BEGIN TEXT SECTION

Video by Chihiro Onitsuka
- Released: December 1, 2004
- Genre: J-pop
- Label: Toshiba-EMI

= The Complete Clips =

the complete clips is a DVD compilation of music videos by Japanese pop singer/songwriter Chihiro Onitsuka, released by Toshiba-EMI on December 1, 2004, the same day as her compilation album The Ultimate Collection. The DVD contains seventeen music videos, taken from Onitsuka's three previous albums and their related singles. It is also not region-specific, meaning it can be played on most DVD players irrespective of the player's region.

A large portion of these videos were previously collected on Onitsuka's earlier music video compilations, Me and My Devil and Princess Believer; only the last four videos are newly presented on DVD.

==Track listing==
All music and lyrics written by Chihiro Onitsuka except "Ii Hi Tabidachi - Nishi e", composed and written by Shinji Tanimura. All arrangements by Takefumi Haketa except "We can go", arranged by Nozomu Tsuchiya and Takefumi Haketa.

1. "SHINE (unplugged)" (シャイン)
2. "Gekkou" (月光)
3. "Cage"
4. "Memai" (眩暈)
5. "edge"
6. "We can go"
7. "Gekkou (album version)" (月光)
8. "LITTLE BEAT RIFLE"
9. "ROLLIN'"
10. "Ryuuseigun" (流星群)
11. "Ibara no Umi" (茨の海)
12. "infection"
13. "King of Solitude"
14. "Sign"
15. "Beautiful Fighter"
16. "Watashi to WALTZ wo" (私とワルツを)
17. "Ii Hi Tabidachi - Nishi e" (いい日旅立ち・西へ)

==Personnel==
- "SHINE (unplugged)", "Gekkou", and "Memai" directed by Tsuyoshi Inoue.
- "Cage" directed by Tetsuji Nakamichi.
- "edge" directed by Yukihiko Tsutsumi.
- "We can go" and "Beautiful Fighter" directed by UGICHIN.
- "Gekkou (album version)" directed by Takuro Iwagami.
- "LITTLE BEAT RIFLE" directed by Takahiro Uchida.
- "ROLLIN'", "Ryuuseigun", "Ibara no Umi", "infection", and "King of Solitude" directed by Shuichi Banba.
- "Sign" directed by Tetsuo Inoue.
- "Watashi to WALTZ wo" directed by Yasunori Kakegawa, with creative director Jiro Yamazaki.
- "Ii Hi Tabidachi - Nishi e" directed by Junji Kojima, with creative director Jiro Yamazaki.

END TEXT SECTION

* _EXPLORE THE MATERIAL_:
a) According to the page on The Complete Clips, how many music videos does the DVD contain?
b) In the page on The Complete Clips, take the stretch from "A large portion" through "presented on DVD." and swap "earlier" for "prior".
c) Which videos on The Complete Clips does the page list as directed by Shuichi Banba?

BEGIN DATA

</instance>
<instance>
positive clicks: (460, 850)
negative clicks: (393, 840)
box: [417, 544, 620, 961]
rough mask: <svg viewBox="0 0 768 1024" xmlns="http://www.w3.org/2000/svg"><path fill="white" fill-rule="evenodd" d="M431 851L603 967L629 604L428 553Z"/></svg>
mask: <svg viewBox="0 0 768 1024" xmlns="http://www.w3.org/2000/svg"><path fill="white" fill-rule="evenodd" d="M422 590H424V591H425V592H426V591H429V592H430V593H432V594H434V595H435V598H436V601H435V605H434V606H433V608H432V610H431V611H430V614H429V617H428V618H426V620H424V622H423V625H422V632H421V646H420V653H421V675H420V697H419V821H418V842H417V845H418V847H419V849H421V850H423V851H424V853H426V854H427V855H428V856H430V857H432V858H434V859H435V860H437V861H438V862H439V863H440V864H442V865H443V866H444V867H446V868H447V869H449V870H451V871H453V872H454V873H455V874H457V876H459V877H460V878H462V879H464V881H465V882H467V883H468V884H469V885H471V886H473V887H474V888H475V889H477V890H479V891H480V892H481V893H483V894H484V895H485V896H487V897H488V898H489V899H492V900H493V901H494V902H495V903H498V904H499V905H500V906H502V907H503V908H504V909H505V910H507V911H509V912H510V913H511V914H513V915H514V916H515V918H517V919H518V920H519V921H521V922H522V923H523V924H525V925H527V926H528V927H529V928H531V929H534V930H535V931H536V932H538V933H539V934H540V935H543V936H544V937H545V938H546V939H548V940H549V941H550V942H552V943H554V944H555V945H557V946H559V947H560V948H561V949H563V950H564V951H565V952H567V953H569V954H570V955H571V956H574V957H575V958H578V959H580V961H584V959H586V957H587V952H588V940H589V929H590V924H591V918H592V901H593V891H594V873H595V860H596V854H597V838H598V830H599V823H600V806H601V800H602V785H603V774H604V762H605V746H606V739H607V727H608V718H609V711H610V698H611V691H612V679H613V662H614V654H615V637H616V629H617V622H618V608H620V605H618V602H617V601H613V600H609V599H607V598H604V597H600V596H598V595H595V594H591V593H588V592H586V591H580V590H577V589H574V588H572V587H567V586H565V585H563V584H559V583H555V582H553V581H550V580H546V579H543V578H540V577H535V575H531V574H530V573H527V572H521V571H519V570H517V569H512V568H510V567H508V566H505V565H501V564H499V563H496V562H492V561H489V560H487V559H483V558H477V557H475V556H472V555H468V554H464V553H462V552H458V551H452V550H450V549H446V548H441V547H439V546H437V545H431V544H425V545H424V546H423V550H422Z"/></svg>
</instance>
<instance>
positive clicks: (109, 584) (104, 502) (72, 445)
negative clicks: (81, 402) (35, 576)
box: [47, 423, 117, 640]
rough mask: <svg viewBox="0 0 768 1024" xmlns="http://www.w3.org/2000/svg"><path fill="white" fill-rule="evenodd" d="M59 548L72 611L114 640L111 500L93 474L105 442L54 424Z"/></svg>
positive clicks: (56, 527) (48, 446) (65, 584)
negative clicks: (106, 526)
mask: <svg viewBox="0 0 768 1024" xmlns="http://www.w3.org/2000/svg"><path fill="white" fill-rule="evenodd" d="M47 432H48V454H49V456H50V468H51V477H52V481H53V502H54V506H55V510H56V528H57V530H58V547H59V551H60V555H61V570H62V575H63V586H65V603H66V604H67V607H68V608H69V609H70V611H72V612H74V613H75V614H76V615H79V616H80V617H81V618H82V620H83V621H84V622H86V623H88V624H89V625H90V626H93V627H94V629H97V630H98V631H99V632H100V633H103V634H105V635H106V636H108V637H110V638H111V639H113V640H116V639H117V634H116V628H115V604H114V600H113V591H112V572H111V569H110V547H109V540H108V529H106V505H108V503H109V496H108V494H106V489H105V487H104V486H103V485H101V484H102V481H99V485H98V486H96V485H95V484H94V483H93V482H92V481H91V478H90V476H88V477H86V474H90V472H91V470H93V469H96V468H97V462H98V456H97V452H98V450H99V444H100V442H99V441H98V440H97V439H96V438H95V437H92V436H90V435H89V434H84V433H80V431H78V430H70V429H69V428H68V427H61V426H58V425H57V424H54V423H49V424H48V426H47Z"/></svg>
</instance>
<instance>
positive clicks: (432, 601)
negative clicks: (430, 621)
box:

END DATA

* _LIST OF SOLUTIONS_:
a) Seventeen.

b)
A large portion of these videos were previously collected on Onitsuka's prior music video compilations, Me and My Devil and Princess Believer; only the last four videos are newly presented on DVD.

c) "ROLLIN'", "Ryuuseigun", "Ibara no Umi", "infection", and "King of Solitude"